ARTICLE ->
=====

Which, as I write that, makes me think I should smoke weed more often.

Anyways, a historian in one documentary said something that was deceptively profound.

“Edison decided he was going to be about inventing. He was going to invent full-time.”

That was a new concept in Edison’s day? That blew my mind. Today, one of our most popular TV shows revolves around people pitching their inventions in the hopes of turning it into a successful business.

Obviously, people invented stuff in Edison’s day, but apparently he was one of the first people to do it as his main hustle, exclusively inventing and commercializing brand new technologies.

At the time, there wasn’t even really a mental model of what a “successful” inventor looked like. Edison had to figure that out.

Tragically, humans hate this sort of ambiguity.

When we think about our careers and the contributions we want to make to the world, we often lack Edison’s courage and prefer to just do the things we’ve seen work before. It’s easier to cut and paste from a few compelling role models, proven professions, or tried-and-true paths.

Sometimes, following the crowd works (the now-conventional wisdom “learn to code” probably isn’t bad advice in general). Sometimes, though, it’s tragic (are people still getting accounting majors?!).

=====

SUPPLIED ENTRIES ->
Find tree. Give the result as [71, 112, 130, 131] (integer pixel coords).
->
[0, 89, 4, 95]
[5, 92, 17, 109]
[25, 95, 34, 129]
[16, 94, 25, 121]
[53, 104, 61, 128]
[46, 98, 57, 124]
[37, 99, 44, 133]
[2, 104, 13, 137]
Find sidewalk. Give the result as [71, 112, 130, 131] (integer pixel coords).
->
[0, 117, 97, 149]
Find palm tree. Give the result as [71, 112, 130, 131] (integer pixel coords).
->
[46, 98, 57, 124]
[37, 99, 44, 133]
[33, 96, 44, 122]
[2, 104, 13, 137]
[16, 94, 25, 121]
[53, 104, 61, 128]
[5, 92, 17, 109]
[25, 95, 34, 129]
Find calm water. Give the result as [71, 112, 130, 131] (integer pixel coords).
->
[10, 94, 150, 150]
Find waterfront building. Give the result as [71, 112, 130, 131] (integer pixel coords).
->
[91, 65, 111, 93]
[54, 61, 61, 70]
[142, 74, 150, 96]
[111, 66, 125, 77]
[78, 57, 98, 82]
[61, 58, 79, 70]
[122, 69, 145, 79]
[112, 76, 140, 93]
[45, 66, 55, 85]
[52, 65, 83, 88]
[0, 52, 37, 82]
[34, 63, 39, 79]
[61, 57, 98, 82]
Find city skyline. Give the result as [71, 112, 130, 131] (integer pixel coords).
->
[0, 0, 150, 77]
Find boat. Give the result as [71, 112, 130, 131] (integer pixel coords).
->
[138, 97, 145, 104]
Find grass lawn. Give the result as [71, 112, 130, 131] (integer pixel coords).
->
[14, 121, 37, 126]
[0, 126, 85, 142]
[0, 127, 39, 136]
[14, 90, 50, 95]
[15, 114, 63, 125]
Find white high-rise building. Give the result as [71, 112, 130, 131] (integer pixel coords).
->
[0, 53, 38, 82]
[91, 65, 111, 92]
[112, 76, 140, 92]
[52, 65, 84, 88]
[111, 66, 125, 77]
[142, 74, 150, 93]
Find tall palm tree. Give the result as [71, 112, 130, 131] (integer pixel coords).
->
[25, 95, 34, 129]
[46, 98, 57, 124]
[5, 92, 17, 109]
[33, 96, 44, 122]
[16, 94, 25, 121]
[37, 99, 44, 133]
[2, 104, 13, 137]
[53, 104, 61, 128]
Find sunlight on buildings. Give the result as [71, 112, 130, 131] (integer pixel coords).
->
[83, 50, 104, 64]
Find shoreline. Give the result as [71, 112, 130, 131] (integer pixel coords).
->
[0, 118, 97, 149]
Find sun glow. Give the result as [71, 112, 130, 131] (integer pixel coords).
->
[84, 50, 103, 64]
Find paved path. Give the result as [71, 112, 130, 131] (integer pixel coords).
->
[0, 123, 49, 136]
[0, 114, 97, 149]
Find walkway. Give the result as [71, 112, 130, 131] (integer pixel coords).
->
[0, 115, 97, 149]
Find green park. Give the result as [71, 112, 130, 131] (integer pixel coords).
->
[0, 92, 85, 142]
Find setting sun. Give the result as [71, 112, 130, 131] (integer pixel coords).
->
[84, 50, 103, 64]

=====

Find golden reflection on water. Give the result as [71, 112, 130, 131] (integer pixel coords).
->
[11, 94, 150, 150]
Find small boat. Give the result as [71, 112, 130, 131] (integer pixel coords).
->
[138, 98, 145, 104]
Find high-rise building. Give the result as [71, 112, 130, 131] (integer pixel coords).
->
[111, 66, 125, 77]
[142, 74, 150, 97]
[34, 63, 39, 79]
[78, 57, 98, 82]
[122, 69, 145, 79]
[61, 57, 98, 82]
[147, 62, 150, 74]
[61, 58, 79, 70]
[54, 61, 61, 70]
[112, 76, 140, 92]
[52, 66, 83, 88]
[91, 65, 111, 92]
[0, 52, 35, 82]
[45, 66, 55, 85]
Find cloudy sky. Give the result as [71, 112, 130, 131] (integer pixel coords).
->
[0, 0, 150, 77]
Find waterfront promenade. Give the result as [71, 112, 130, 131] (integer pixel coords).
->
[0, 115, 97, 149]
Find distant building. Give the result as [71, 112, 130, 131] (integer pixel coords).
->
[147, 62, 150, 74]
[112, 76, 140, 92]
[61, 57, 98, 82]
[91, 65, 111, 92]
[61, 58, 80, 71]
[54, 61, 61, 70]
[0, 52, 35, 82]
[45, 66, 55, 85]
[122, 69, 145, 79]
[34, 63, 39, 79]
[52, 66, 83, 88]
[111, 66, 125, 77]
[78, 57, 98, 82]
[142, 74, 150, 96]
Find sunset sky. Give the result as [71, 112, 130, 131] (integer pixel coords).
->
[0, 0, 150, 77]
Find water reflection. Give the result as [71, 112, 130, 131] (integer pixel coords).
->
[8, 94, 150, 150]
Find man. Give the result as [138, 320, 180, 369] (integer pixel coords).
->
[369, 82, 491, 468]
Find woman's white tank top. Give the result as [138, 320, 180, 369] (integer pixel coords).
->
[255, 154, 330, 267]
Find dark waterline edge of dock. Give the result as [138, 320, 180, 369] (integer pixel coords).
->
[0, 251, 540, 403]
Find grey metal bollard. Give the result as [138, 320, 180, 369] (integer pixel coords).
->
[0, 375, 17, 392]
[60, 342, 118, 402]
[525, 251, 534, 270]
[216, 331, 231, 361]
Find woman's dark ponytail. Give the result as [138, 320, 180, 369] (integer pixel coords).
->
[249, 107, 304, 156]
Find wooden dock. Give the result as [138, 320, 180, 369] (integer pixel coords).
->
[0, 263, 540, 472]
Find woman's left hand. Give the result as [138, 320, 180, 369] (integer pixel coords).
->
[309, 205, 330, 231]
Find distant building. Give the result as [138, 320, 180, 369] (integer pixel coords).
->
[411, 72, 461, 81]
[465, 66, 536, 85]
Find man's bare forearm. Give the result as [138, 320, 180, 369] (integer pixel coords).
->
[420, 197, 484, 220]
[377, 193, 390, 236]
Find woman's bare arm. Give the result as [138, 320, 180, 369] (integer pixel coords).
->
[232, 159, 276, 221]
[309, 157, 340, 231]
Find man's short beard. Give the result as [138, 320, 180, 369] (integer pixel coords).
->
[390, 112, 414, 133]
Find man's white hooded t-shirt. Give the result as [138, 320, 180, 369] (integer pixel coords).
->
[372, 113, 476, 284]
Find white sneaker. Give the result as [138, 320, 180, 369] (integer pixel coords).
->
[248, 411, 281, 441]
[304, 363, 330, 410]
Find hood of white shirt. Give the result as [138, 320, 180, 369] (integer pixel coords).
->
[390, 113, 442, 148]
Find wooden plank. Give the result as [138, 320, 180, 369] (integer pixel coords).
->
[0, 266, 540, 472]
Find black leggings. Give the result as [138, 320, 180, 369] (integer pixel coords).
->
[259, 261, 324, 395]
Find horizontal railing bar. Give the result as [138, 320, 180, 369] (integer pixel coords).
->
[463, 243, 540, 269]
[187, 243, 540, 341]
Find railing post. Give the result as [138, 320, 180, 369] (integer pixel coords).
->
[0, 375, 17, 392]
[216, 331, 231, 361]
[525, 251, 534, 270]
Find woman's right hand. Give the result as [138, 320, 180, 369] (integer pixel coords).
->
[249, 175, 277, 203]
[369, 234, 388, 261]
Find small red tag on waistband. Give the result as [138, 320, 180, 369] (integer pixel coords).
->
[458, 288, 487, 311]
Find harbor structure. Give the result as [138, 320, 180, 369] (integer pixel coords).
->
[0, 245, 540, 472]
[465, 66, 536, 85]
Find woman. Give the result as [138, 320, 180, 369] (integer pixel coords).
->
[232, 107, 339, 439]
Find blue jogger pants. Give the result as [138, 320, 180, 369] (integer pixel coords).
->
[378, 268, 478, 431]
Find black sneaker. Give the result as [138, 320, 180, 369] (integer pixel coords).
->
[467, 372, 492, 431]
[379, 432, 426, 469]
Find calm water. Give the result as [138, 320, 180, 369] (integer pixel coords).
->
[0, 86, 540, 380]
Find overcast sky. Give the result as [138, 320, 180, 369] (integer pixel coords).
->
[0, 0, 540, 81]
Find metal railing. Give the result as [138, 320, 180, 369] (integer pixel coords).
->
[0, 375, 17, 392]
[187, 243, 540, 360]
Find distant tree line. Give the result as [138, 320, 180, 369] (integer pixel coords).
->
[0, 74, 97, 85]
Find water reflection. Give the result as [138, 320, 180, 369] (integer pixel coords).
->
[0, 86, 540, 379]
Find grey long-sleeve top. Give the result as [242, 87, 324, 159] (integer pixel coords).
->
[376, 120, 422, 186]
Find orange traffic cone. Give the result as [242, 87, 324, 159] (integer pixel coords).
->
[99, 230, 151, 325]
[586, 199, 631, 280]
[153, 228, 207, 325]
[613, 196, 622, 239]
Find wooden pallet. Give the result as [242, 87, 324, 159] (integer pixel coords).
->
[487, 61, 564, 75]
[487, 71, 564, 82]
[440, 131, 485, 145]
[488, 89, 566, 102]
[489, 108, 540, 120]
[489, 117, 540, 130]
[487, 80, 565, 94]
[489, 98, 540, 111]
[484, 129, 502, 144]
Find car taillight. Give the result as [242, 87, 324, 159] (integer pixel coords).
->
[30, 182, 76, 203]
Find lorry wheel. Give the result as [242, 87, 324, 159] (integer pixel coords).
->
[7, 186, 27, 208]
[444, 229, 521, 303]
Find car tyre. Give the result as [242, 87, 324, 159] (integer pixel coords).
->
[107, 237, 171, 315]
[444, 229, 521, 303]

=====

JOBS ->
[1] Translate this sentence from the Edison essay into Spanish: "Tragically, humans hate this sort of ambiguity."
[2] Please carry on writing the Edison essay, starting right after its final sentence.
The entries have nothing to do with the Edison essay.

ANSWERS FOR THE EXERCISE ->
[1] Trágicamente, los seres humanos odian este tipo de ambigüedad.

[2]
Even if pursuing a “traditional” path works out financially, it’s not hard to accidentally sacrifice what is uniquely valuable about your perspective or personality in the process.

“The people who make Vice President at this bank are soulless, miserable creatures who frequently fill their comically-large penthouses with people they, deep down, despise. Therefore, it is imperative that I kill my personality and sense of humor as soon as possible. Because, money.”

That outcome feels as tragic as picking a dying career path. They both cost the world a unique contribution.

At some point, every compelling role model had to ignore the prevailing wisdom of their time and be the first person to do something.

They had to suck it up and deal with the uncertainty.

Their genius is only obvious in hindsight.

Our “normal” is just the world a few weirdos championed 50 years earlier.